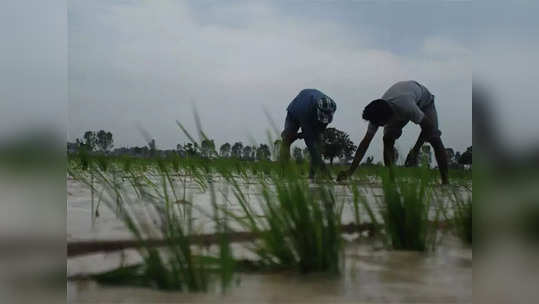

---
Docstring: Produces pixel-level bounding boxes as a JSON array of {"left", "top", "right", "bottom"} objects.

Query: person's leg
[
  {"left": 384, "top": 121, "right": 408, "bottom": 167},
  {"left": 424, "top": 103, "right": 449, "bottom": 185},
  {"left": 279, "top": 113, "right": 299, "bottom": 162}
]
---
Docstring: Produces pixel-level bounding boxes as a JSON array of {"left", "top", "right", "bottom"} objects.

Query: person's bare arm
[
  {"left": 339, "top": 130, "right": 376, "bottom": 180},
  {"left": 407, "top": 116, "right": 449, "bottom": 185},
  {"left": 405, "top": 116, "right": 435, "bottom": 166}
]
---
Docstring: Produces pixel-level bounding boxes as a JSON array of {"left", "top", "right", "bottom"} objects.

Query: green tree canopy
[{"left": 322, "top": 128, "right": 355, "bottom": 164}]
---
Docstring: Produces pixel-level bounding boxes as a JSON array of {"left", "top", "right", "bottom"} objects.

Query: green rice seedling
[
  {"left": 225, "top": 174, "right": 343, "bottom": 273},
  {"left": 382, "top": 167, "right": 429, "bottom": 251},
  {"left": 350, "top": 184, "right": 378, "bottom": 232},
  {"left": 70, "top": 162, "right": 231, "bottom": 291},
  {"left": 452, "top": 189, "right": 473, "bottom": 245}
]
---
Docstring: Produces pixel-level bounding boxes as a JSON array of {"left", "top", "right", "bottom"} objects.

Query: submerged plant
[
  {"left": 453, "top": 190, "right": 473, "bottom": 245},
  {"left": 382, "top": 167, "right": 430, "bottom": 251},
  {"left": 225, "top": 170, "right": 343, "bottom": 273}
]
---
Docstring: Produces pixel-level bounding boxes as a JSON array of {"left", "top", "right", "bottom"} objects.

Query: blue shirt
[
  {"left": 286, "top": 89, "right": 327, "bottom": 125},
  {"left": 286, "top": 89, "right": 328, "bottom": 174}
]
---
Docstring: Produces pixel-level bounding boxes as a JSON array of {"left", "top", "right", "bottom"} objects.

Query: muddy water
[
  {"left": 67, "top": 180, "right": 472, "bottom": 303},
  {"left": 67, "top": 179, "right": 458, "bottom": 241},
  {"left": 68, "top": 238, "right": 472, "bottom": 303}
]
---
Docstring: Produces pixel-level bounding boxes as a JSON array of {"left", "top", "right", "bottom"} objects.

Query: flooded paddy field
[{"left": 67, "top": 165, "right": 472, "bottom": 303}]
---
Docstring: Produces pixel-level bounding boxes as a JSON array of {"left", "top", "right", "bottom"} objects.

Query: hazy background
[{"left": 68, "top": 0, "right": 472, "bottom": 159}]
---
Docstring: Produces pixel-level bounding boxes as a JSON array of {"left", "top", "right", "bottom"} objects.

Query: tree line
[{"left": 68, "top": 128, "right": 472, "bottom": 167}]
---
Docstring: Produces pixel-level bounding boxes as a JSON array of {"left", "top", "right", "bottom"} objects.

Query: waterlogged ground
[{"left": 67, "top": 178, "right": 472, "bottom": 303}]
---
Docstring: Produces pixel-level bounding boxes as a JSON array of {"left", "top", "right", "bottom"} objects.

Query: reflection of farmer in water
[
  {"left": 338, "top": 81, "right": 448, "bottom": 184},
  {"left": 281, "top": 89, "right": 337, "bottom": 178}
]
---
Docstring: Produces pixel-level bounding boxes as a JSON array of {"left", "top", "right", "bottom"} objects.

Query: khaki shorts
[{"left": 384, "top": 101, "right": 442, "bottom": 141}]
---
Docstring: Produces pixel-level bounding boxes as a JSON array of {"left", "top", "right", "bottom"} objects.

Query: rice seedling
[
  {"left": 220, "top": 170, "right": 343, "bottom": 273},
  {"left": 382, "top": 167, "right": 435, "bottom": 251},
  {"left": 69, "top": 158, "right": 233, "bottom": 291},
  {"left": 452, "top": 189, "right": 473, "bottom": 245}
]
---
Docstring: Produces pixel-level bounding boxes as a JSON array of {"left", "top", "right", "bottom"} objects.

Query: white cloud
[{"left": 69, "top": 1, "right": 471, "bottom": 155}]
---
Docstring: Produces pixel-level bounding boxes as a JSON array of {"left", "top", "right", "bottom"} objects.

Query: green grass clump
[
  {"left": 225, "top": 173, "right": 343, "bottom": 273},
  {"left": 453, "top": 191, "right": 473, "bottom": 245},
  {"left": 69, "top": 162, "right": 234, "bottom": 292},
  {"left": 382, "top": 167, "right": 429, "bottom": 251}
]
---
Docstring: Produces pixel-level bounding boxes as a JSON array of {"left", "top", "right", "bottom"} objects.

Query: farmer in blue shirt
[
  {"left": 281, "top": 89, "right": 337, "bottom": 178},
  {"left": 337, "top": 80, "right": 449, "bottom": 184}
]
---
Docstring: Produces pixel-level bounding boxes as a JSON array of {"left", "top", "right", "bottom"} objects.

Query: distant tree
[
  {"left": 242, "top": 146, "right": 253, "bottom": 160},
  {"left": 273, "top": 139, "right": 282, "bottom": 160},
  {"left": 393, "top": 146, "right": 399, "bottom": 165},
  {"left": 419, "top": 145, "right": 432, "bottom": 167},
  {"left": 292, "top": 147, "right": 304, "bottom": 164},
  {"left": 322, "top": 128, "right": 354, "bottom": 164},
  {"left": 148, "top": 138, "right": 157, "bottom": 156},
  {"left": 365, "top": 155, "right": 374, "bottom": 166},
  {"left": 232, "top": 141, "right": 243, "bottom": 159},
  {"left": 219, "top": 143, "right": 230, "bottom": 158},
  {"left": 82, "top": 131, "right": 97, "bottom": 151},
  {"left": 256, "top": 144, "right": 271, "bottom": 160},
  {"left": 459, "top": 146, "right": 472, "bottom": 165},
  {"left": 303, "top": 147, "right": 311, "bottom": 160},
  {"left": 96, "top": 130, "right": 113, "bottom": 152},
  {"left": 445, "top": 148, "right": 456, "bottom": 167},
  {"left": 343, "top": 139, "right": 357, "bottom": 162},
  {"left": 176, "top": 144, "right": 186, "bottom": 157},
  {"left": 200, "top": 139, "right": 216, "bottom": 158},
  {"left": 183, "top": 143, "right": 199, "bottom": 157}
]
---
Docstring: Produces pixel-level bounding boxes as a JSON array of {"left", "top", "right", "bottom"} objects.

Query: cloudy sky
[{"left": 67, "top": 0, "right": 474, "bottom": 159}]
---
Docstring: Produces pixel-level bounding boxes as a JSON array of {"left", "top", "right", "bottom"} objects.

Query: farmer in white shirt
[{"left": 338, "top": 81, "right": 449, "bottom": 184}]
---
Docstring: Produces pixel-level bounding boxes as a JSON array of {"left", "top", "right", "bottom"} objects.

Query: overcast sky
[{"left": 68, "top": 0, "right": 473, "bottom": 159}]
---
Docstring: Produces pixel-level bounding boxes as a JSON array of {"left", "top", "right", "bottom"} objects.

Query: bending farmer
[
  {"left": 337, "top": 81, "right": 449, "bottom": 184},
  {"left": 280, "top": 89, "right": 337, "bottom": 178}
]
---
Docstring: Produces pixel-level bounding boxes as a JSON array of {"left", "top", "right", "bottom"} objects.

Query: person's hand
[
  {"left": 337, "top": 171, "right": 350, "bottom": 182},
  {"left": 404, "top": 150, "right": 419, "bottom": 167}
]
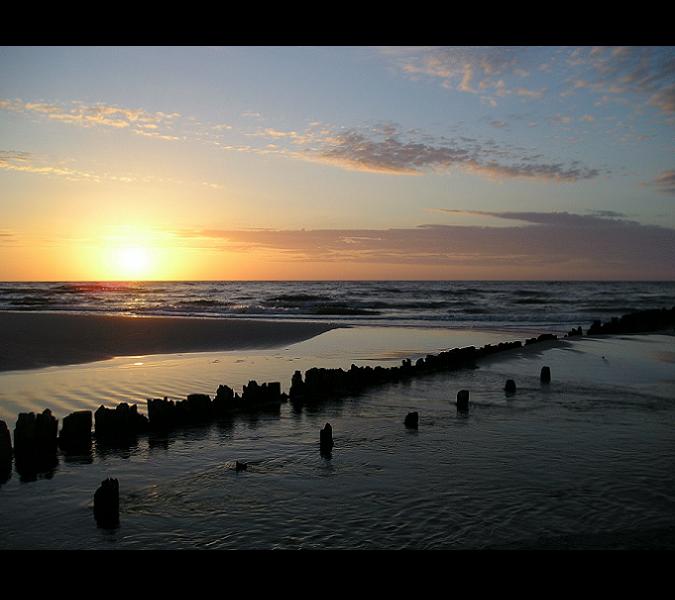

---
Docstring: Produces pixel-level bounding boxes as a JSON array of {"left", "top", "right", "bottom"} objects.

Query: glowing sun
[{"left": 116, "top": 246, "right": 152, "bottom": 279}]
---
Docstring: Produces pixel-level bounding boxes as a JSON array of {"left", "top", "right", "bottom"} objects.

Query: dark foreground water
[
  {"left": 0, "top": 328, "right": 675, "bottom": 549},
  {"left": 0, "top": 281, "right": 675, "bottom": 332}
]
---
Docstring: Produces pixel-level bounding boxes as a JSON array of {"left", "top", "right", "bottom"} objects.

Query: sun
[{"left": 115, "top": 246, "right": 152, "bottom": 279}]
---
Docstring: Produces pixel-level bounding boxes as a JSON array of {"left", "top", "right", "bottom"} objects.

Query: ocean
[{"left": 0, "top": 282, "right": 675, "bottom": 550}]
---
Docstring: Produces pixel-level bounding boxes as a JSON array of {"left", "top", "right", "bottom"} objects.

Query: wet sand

### [Qué debes hacer]
Extrae de las filas anteriores cada línea en la que aparezca la palabra "tree".

### [Resultado del ejercicio]
Query: green tree canopy
Query: tree line
Query: distant tree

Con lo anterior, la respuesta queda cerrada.